◆ **REQUIRED TASKS**
1. Output everything from "(Registrant's telephone number, including" down to "(17 CFR 240.14a-12)" in the American Express filing, word for word.
2. Rewrite the paragraph beginning "On April 28, 2021, American Express Company" from the American Express filing as a short bulleted list that keeps its main facts.
3. According to the American Express filing, what trading symbol do the company's common shares use?

SECURITIES AND EXCHANGE COMMISSION

Washington, D.C. 20549

FORM 8-K

CURRENT REPORT

Pursuant to Section 13 or 15(d) of the Securities Exchange Act of 1934

Date of Report (Date of earliest event reported): April 28, 2021

AMERICAN EXPRESS CO MPANY

(Exact name of registrant as specified in its charter)

New York 1-7657 13-4922250
(State or other jurisdiction of incorporation) (Commission File Number) (IRS Employer Identification No.)

200 Vesey Street ,

New York , New York 10285

(Address of principal executive offices and zip code)

( 212 ) 640-2000

(Registrant's telephone number, including area code)

Not Applicable
(Former name or former address, if changed since last report)

Check the appropriate box below if the Form 8-K filing is intended to simultaneously satisfy the filing obligation of the registrant under any of the following provisions (see General Instruction A.2. below):

Written communications pursuant to Rule 425 under the Securities Act (17 CFR 230.425)
Soliciting material pursuant to Rule 14a-12 under the Exchange Act (17 CFR 240.14a-12)
Pre-commencement communications pursuant to Rule 14d-2(b) under the Exchange Act (17 CFR 240.14d-2(b))
Pre-commencement communications pursuant to Rule 13e-4(c) under the Exchange Act (17 CFR 240.13e-4(c))

Securities registered pursuant to Section 12(b) of the Act:

Title of each class Trading Symbol(s) Name of each exchange on which registered
Common Shares (par value $0.20 per Share) AXP New York Stock Exchange

Indicate by check mark whether the registrant is an emerging growth company as defined in Rule 405 of the Securities Act of 1933 (§230.405 of this chapter) or Rule 12b-2 of the Securities Exchange Act of 1934 (§240.12b-2 of this chapter).

Emerging growth company ☐

If an emerging growth company, indicate by check mark if the registrant has elected not to use the extended transition period for complying with any new or revised financial accounting standards provided pursuant to Section 13(a) of the Exchange Act. ☐

Item 5.02 Departure of Directors or Certain Officers; Election of Directors; Appointment of Certain Officers; Compensatory Arrangements of Certain Officers.

On April 28, 2021, American Express Company (the “Company”) announced the appointment of Anré Williams, age 55, as Group President, Enterprise Services, effective immediately. As Group President, Enterprise Services, Mr. Williams will oversee Technology, Enterprise Data and Analytics, Global Services and Travel & Lifestyle Services, and a newly created Strategic Enterprise Initiatives group, as well as be the Chief Executive Officer of American Express National Bank. Prior to his appointment as Group President, Enterprise Services, Mr. Williams served as Group President, Global Merchant and Network Services since February 2018. Prior thereto, he had been President of Global Merchant Services and Loyalty since October 2015.

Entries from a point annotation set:

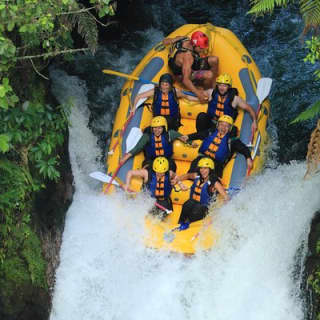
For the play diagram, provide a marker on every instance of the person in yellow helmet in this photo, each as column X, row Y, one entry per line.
column 219, row 144
column 190, row 63
column 158, row 181
column 156, row 141
column 224, row 100
column 205, row 188
column 166, row 100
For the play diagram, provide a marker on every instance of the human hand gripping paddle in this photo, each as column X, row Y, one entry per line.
column 263, row 90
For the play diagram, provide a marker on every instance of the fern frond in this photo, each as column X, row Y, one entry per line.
column 87, row 28
column 310, row 113
column 260, row 7
column 310, row 11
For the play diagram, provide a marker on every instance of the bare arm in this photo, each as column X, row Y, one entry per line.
column 246, row 107
column 187, row 62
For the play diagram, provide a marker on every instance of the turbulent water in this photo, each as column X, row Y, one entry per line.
column 254, row 271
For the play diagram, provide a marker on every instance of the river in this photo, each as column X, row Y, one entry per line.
column 255, row 270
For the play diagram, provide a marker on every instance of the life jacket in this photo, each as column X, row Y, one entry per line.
column 178, row 48
column 216, row 147
column 159, row 146
column 200, row 192
column 159, row 188
column 165, row 105
column 222, row 105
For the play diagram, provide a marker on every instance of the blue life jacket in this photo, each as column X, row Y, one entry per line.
column 157, row 189
column 222, row 153
column 217, row 109
column 173, row 108
column 200, row 194
column 155, row 149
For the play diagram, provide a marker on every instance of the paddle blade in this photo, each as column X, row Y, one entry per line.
column 263, row 89
column 102, row 177
column 144, row 88
column 133, row 138
column 120, row 74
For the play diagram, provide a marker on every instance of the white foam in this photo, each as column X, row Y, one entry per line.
column 107, row 273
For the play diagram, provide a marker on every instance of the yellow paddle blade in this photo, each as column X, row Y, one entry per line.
column 120, row 74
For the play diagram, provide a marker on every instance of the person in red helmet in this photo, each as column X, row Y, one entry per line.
column 190, row 65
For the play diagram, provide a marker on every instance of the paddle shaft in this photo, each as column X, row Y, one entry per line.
column 113, row 177
column 162, row 207
column 122, row 131
column 128, row 76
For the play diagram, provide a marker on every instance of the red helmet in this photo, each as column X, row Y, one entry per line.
column 199, row 39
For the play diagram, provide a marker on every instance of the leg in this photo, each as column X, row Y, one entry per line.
column 203, row 122
column 213, row 62
column 198, row 212
column 194, row 164
column 172, row 165
column 186, row 208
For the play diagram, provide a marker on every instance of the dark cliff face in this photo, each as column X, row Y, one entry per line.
column 312, row 270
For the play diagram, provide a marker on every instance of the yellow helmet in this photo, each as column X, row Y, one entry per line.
column 227, row 119
column 225, row 79
column 159, row 121
column 160, row 165
column 206, row 163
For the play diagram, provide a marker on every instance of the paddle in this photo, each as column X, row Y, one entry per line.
column 263, row 90
column 125, row 75
column 133, row 137
column 162, row 208
column 105, row 178
column 144, row 88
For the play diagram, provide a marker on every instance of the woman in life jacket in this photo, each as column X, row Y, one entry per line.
column 165, row 101
column 219, row 145
column 155, row 141
column 189, row 61
column 204, row 189
column 224, row 100
column 158, row 181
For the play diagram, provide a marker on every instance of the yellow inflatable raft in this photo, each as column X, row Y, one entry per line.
column 233, row 59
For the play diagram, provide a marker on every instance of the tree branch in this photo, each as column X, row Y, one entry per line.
column 75, row 12
column 51, row 54
column 35, row 69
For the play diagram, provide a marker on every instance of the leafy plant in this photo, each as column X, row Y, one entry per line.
column 310, row 12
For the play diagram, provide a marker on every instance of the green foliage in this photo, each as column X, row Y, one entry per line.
column 308, row 114
column 313, row 56
column 310, row 11
column 4, row 142
column 314, row 281
column 260, row 7
column 34, row 132
column 21, row 261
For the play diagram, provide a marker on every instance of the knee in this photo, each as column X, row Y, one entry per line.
column 213, row 61
column 208, row 75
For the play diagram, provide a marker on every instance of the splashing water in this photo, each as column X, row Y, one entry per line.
column 107, row 273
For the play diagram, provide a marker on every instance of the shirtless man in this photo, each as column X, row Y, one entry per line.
column 189, row 64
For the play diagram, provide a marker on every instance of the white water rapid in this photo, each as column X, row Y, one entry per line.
column 107, row 273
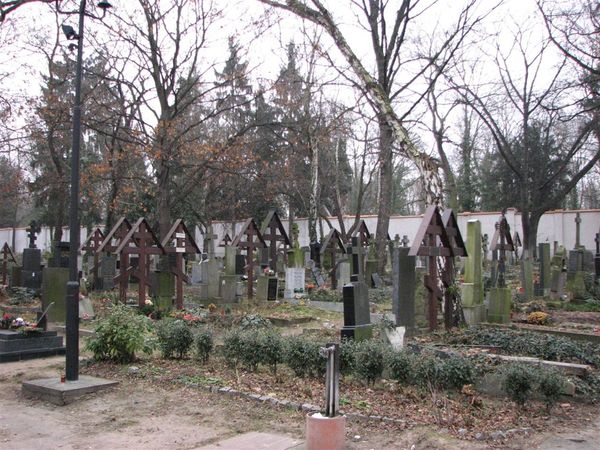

◆ **RESULTS OF THE TASKS**
1.
(Registrant's telephone number, including area code)

Not Applicable
(Former name or former address, if changed since last report)

Check the appropriate box below if the Form 8-K filing is intended to simultaneously satisfy the filing obligation of the registrant under any of the following provisions (see General Instruction A.2. below):

Written communications pursuant to Rule 425 under the Securities Act (17 CFR 230.425)
Soliciting material pursuant to Rule 14a-12 under the Exchange Act (17 CFR 240.14a-12)

2.
- On April 28, 2021, American Express Company announced that Anré Williams, age 55, was appointed Group President, Enterprise Services, effective immediately.
- He will oversee Technology, Enterprise Data and Analytics, Global Services and Travel & Lifestyle Services, and a newly created Strategic Enterprise Initiatives group.
- He will also be Chief Executive Officer of American Express National Bank.
- Since February 2018, he had served as Group President, Global Merchant and Network Services.
- Before that, starting in October 2015, he was President of Global Merchant Services and Loyalty.

3. AXP